Em agosto de 1977, o governo admitiu em caráter oficial que os índices
de inflação de 1973 e 1974 tinham sido manipulados no sentido de desvalorizar
ainda mais os salários. A defasagem
apurada dos salários reais atingia 31,4%, o que levou os Sindicatos de
Metalúrgicos de São Bernardo e Diadema (SP) a exigir correção. O processo desembocou nas greves de 1978 e
1979, nas quais milhões de trabalhadores cruzaram os braços[10].
Poderíamos
alinhar indefinidamente outros indícios de que os governos ditatoriais atuaram
sistematicamente contra a maioria da população brasileira e favoreceram as
oligarquias financeiras, industriais, comerciais e agrárias. Hoje, dia 31 de março de 2012, constato que só
há um fato a ser comemorado: a completa desmoralização da ditadura, cuja
memória é renegada até por muitos dos que dela extraíram grandes
vantagens.

▶ Tarefa a realizar
Responda às perguntas abaixo com base no trecho sobre a ditadura.
(a) Em que mês e ano o governo admitiu oficialmente a manipulação dos índices de inflação?
(b) Qual era a defasagem apurada dos salários reais?
(c) Que data o trecho apresenta como o dia de hoje?

▶ Entradas de dados salvas

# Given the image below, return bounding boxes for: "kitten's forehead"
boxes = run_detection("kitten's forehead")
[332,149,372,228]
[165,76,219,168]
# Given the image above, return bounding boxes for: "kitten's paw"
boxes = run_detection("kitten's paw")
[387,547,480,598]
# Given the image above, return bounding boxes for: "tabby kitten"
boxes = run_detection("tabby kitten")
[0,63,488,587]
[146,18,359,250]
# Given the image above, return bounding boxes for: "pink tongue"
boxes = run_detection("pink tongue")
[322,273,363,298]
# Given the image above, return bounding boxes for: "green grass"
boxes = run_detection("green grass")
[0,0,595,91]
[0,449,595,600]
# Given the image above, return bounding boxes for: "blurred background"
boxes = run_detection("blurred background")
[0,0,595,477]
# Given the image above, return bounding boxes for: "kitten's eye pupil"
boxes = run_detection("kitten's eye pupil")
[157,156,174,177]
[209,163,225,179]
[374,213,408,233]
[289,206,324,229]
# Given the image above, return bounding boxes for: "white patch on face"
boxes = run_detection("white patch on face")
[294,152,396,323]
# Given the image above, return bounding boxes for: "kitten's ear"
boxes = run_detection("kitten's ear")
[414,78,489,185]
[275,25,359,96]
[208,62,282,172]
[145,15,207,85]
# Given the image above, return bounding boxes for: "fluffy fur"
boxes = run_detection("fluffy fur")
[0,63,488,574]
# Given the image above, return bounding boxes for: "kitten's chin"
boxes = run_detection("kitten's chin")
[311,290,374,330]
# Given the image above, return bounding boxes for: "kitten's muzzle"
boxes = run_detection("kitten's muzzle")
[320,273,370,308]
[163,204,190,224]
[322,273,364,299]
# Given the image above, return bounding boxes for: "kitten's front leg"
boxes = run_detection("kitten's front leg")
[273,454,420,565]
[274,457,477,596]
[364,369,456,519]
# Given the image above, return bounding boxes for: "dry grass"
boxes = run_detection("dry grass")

▶ Resultado da tarefa
(a) O governo fez a admissão em agosto de 1977.
(b) A defasagem apurada era de 31,4%.
(c) A data apresentada é 31 de março de 2012.